> [CHALLENGE A]:
List the places after death that the discussion of souls and resurrection names.

> [DOCUMENT SECTION]:
——

I think "soul" is another of those words - it's talking about what it means for me to be me as an individual. I don't think my soul is actually located anywhere; I think it's another way of talking about me. And when I die, my identity will be "saved" in Christ, in the computer sense as well as the saved from sin and death sense.
I don't think anyone who has thought about it much believes that people who are dead now have bodies, but I agree that the Bible clearly teaches that when we are all raised, our souls are united/reunited with our bodies.
Is it important what happens to souls between death and resurrection? Not really. I think about things quite scientifically though, and I try to understand things a lot, so it helps me understand what will happen in the future and makes me clearer about my future hope.
Might I be wrong on the nature of souls and on what happens between death and resurrection, since the Bible isn't clear on it? Yes.
Pam - agreed.
I get the feeling that this issue has much to do with how we perceive time.
Not sure that this is a helpful analogy, but I recall once when I had general anaesthesia for a lengthy surgical procedure, the last thing I recall was saying to the anaesthetist though the mask that I wasn't asleep yet.
I was also starting to feel slightly annoyed that they hadn't got on with it when I realised that the whole thing was over and I had been out for several hours. However it seemed to me like 'the twinkling of an eye'.
Maybe that is how death is. We have no perception of the intervening time so passing from death to eternal life appears to us as momentary. I also understand that unlike normal sleep, anaesthesia is dreamless in so far as the brain has no 'virtual' sense of time. I can't remember dreaming at all.
I know someone who espouses a different view.
The basic idea is that we don't go to heaven or hell when we die, but to paradise (for the saved) or Hades (for the not-so-saved). Which seems to make the most sense biblically.
The question of the nature of the soul is one I find interesting, and I've wondered about the idea of disembodied existence between death and resurrection.

——

> [EXERCISE DATA]:
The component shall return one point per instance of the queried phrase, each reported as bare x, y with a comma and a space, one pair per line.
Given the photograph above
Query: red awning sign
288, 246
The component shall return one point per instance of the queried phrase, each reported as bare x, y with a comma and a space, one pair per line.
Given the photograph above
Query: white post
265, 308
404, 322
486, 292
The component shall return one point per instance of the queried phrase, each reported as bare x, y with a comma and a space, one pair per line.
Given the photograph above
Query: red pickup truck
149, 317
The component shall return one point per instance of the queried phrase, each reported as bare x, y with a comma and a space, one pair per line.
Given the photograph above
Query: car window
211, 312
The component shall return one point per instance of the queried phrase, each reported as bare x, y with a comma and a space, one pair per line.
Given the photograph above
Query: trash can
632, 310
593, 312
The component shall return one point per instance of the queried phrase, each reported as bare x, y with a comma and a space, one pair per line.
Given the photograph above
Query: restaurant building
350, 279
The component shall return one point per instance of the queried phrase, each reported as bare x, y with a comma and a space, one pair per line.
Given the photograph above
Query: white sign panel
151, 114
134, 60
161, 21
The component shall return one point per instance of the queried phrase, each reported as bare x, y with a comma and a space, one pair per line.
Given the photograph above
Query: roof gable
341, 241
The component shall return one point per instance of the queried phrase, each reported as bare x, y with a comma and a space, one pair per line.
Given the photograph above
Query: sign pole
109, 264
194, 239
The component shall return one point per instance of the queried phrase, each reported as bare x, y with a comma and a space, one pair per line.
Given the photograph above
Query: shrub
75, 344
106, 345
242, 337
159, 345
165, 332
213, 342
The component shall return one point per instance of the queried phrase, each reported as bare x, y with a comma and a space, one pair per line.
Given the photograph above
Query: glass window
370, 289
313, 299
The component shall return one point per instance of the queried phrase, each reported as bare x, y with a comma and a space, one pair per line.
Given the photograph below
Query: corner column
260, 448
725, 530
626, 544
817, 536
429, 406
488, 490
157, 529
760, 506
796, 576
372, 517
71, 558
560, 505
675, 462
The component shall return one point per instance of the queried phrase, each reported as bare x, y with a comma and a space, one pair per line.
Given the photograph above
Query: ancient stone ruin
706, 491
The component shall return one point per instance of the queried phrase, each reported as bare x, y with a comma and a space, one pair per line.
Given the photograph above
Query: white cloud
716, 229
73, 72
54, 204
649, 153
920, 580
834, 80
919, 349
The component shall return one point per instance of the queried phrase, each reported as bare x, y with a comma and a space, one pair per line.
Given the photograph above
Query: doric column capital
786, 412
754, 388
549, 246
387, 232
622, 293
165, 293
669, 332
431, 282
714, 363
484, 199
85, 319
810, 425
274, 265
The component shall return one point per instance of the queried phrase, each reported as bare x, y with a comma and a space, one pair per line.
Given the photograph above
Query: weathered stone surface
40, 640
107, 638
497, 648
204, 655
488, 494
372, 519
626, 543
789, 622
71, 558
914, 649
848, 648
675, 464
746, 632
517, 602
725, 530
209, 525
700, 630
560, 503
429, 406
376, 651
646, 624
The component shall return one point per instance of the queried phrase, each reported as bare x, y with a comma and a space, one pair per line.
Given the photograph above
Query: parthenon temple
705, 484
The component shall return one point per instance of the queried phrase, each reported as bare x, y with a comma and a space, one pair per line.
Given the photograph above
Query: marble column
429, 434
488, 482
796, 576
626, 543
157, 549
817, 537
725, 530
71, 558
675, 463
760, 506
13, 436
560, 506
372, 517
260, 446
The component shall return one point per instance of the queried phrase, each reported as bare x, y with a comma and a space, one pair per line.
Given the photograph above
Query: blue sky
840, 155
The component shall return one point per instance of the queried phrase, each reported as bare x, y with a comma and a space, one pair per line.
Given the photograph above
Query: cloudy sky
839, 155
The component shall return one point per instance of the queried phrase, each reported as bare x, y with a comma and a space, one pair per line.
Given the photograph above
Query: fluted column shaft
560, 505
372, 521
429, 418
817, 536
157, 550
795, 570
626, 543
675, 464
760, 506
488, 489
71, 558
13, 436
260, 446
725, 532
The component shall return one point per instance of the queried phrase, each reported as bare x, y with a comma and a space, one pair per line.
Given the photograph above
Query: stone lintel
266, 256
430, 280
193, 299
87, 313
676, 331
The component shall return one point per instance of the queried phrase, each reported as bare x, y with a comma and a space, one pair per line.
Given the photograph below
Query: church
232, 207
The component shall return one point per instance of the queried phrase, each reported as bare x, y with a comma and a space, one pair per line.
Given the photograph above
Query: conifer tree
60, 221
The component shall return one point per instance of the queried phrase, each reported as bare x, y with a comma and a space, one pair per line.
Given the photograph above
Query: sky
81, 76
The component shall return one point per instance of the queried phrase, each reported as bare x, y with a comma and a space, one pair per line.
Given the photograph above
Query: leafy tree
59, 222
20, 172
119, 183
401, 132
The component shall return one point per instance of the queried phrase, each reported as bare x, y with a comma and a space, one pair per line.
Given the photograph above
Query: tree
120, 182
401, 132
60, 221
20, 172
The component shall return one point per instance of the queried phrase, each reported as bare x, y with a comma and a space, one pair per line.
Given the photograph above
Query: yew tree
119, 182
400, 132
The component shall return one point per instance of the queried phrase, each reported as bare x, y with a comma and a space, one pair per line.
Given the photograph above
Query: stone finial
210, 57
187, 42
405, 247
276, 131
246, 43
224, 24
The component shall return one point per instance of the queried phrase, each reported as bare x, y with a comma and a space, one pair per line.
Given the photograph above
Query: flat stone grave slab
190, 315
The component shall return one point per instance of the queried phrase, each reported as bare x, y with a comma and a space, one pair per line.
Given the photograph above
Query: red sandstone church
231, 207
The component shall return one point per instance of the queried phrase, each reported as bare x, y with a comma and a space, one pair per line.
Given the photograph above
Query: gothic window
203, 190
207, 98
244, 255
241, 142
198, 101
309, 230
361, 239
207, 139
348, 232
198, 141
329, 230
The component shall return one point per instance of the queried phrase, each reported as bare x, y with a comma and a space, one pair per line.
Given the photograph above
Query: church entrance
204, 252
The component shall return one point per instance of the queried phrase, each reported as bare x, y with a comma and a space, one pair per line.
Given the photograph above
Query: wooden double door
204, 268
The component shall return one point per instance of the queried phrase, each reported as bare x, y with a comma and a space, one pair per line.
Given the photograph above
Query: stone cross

——

> [CHALLENGE B]:
Locate every line of the records containing the string "column" and copy each one.

> [WRITTEN ANSWER A]:
heaven, hell, paradise, Hades

> [WRITTEN ANSWER B]:
Query: corner column
Query: doric column capital
Query: marble column
Query: fluted column shaft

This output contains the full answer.